### Aim of the task:
All records are to be retyped faithfully and completely.

Data entries:
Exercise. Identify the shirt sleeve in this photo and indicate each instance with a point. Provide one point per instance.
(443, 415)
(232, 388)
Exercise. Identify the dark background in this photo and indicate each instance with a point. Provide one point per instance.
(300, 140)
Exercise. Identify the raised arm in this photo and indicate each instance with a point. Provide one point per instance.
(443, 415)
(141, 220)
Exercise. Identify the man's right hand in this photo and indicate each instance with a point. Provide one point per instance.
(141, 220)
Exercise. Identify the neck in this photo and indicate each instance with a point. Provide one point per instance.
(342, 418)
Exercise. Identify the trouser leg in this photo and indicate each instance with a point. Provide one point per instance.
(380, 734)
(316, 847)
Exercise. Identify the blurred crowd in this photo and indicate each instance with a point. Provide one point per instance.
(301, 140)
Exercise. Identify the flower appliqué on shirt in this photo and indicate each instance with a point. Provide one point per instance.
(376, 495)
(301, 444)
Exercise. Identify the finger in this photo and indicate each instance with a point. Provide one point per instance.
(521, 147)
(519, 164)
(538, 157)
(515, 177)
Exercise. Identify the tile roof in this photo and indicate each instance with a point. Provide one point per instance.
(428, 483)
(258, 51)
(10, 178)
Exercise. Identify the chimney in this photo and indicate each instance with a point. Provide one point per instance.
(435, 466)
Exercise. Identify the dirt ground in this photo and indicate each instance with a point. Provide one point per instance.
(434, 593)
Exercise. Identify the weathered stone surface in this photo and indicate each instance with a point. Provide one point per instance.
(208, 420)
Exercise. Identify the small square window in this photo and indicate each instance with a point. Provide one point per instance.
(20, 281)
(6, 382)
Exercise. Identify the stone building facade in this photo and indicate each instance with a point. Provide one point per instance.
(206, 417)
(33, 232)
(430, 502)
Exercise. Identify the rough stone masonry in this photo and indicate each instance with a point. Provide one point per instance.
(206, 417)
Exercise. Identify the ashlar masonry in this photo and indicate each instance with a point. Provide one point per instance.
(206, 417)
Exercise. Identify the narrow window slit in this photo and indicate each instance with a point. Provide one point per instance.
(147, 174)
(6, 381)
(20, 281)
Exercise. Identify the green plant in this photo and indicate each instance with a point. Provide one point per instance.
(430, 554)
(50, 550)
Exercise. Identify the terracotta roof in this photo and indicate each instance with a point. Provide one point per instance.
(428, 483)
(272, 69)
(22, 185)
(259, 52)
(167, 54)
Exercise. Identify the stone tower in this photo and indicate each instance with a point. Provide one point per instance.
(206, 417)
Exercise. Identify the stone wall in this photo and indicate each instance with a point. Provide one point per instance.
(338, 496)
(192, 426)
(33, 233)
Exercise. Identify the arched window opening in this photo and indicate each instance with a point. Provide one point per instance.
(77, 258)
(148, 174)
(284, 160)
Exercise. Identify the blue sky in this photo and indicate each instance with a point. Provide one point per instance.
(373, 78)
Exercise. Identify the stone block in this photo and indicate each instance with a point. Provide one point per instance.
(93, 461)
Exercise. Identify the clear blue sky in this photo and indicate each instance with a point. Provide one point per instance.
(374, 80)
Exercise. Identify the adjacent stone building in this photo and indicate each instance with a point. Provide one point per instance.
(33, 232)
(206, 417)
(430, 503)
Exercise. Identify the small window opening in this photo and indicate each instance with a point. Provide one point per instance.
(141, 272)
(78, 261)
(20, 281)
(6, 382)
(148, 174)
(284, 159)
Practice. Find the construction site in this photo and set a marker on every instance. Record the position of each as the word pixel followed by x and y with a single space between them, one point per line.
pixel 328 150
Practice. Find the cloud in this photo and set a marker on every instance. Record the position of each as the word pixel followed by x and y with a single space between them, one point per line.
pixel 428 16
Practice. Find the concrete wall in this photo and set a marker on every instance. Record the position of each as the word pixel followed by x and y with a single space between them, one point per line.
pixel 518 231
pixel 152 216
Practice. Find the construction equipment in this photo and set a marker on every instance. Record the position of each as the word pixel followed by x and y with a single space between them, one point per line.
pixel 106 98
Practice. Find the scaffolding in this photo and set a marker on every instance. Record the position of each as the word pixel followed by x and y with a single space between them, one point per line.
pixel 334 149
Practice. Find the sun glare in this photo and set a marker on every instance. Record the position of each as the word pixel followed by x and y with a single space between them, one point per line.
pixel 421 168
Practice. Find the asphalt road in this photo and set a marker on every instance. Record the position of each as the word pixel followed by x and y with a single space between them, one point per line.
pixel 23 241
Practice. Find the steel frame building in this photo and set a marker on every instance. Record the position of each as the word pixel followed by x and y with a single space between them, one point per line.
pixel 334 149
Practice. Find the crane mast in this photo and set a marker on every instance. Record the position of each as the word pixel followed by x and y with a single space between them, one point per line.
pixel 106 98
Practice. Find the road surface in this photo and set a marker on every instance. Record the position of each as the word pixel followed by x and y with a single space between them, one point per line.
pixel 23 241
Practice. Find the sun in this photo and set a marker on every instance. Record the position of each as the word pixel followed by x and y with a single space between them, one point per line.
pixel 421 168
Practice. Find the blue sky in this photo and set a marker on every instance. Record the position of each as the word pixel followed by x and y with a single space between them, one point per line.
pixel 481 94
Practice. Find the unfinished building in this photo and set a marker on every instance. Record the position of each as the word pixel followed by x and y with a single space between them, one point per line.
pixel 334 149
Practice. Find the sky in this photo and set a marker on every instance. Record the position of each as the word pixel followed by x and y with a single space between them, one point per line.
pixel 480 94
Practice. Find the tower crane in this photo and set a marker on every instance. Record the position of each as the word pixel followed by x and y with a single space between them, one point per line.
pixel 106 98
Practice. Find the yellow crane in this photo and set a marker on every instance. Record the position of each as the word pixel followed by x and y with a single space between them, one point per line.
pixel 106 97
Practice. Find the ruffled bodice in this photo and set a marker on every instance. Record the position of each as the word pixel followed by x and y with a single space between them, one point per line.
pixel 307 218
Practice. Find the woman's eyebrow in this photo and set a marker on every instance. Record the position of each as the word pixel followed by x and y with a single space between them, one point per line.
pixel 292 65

### Answer to this exercise:
Exercise. Identify the shirt sleeve in this photo and indicate each instance with a point. Provide one point per instance.
(443, 415)
(232, 388)
Exercise. Identify the dark background in this photo and indicate each instance with a point. Provide one point per instance.
(300, 140)
Exercise. Identify the raised arm in this photo and indicate each instance with a point. Provide one point per instance.
(443, 415)
(141, 220)
Exercise. Identify the man's right hand in this photo and indicate each instance with a point. Provide one point per instance.
(141, 220)
Exercise. Identify the neck in this photo and indicate each instance with a point. Provide one point per instance.
(342, 418)
Exercise. Identify the trouser leg in this photo and indicate each instance with a point. Provide one point per instance.
(380, 734)
(316, 847)
Exercise. Identify the blurred crowd in this photo and indicate each instance with a point. Provide one point per instance.
(301, 140)
Exercise. Identify the flower appliqué on shirt in this photo and indicate each instance with a point. Provide one point per instance.
(376, 495)
(301, 444)
Exercise. Identify the finger in this photo and indicate each instance with a point. Provide one point per instance.
(521, 147)
(519, 164)
(538, 157)
(515, 177)
Exercise. Identify the tile roof in this photo and indicate each instance with a point. Provide one point per instance.
(428, 483)
(258, 51)
(10, 178)
Exercise. Identify the chimney in this photo and indicate each instance with a point. Provide one point per instance.
(435, 466)
Exercise. Identify the dirt ground in this photo and indicate each instance with a point. Provide one point per instance.
(434, 593)
Exercise. Identify the weathered stone surface in this photo and indicate each instance with a point. Provide one point per instance.
(208, 420)
Exercise. Identify the small square window in this photo and indicate each instance with a point. Provide one point per instance.
(20, 281)
(6, 382)
Exercise. Identify the stone building facade in this photo and indicate each instance with a point. Provide one point per instance.
(206, 417)
(33, 232)
(430, 502)
Exercise. Identify the rough stone masonry in this photo and indicate each instance with a point. Provide one point per instance.
(206, 417)
Exercise. Identify the ashlar masonry in this photo and indicate each instance with a point. Provide one point per instance.
(206, 417)
Exercise. Identify the narrow window slit in this photo and indicate each instance with a point. Provide one point per instance.
(147, 174)
(6, 381)
(20, 281)
Exercise. Identify the green plant in this photo and indicate each instance with a point. Provide one point per instance.
(430, 554)
(50, 550)
Exercise. Identify the terracotta roof in this photo and indicate each instance with a point. Provide one point per instance.
(428, 483)
(272, 69)
(22, 185)
(259, 52)
(167, 54)
Exercise. Identify the stone tower in this photo and indicate each instance with a point. Provide one point per instance.
(206, 417)
Exercise. Identify the stone wall in this photo and indicate each instance with a point. Provide one point per instance.
(338, 496)
(192, 426)
(33, 233)
Exercise. Identify the arched window opening in this photo and indicate each instance with a point. Provide one point per instance.
(77, 258)
(148, 174)
(284, 160)
Exercise. Identify the blue sky in this photo and indicate each instance with a point. Provide one point per instance.
(373, 78)
Exercise. Identify the stone block in this photo and indicate each instance with a point. Provide one point per instance.
(93, 461)
Exercise. Identify the clear blue sky in this photo and indicate each instance with a point. Provide one point per instance.
(374, 80)
Exercise. Identify the adjacent stone building in this photo and indicate each instance with a point. Provide one point per instance.
(33, 232)
(206, 417)
(430, 503)
Exercise. Identify the small window opening in this photo and indicate each instance with a point. Provide one point per instance.
(141, 272)
(78, 261)
(20, 281)
(6, 382)
(148, 174)
(284, 159)
Practice. Find the construction site in this photo and set a marker on every instance. Record the position of each as the word pixel followed by x and y with a single space between them, one point per line.
pixel 328 150
Practice. Find the cloud in this photo and set a marker on every instance. Record the position of each as the word pixel followed by x and y with a single space between them, one point per line.
pixel 428 16
Practice. Find the concrete wall in this photo and set a marker on every instance. Record the position of each as the word pixel followed by x and y with a single space between them, one point per line.
pixel 518 231
pixel 152 216
Practice. Find the construction equipment in this photo and set a marker on every instance. Record the position of each as the word pixel followed by x and y with a single space between them, one point per line.
pixel 106 98
Practice. Find the scaffolding in this photo and set a marker on every instance. Record the position of each as the word pixel followed by x and y with a single space between them, one point per line.
pixel 334 149
Practice. Find the sun glare in this photo and set a marker on every instance. Record the position of each as the word pixel followed by x and y with a single space between them, one point per line.
pixel 421 168
Practice. Find the asphalt road in this photo and set a marker on every instance. Record the position of each as the word pixel followed by x and y with a single space between them, one point per line.
pixel 23 241
Practice. Find the steel frame building in this photo and set a marker on every instance. Record the position of each as the word pixel followed by x and y with a single space between them, one point per line.
pixel 334 149
Practice. Find the crane mast in this photo and set a marker on every instance. Record the position of each as the word pixel followed by x and y with a single space between them, one point per line.
pixel 106 98
Practice. Find the road surface in this photo and set a marker on every instance. Record the position of each as the word pixel followed by x and y with a single space between them, one point per line.
pixel 23 241
Practice. Find the sun in this photo and set a marker on every instance. Record the position of each as the word pixel followed by x and y with a single space between them, one point per line.
pixel 421 168
Practice. Find the blue sky in this photo and set a marker on every instance. Record the position of each as the word pixel followed by x and y with a single space between them, one point per line.
pixel 481 94
Practice. Find the unfinished building in this photo and set a marker on every instance. Record the position of each as the word pixel followed by x and y with a single space between them, one point per line.
pixel 334 149
Practice. Find the sky in this photo and set a marker on every instance. Record the position of each as the word pixel followed by x and y with a single space between them, one point per line.
pixel 480 94
Practice. Find the tower crane in this photo and set a marker on every instance. Record the position of each as the word pixel followed by x and y with a single space between them, one point per line.
pixel 106 98
Practice. Find the yellow crane in this photo and set a marker on every instance. Record the position of each as the word pixel followed by x and y with a single space between them, one point per line.
pixel 106 97
Practice. Find the ruffled bodice in this photo and set a marker on every instance. Record the position of each as the word pixel followed by x and y with a single space between them, one point per line.
pixel 307 218
Practice. Find the woman's eyebrow in this photo and set a marker on every instance. Record the position of each as the word pixel followed by x and y with a single space between them, one point per line.
pixel 292 65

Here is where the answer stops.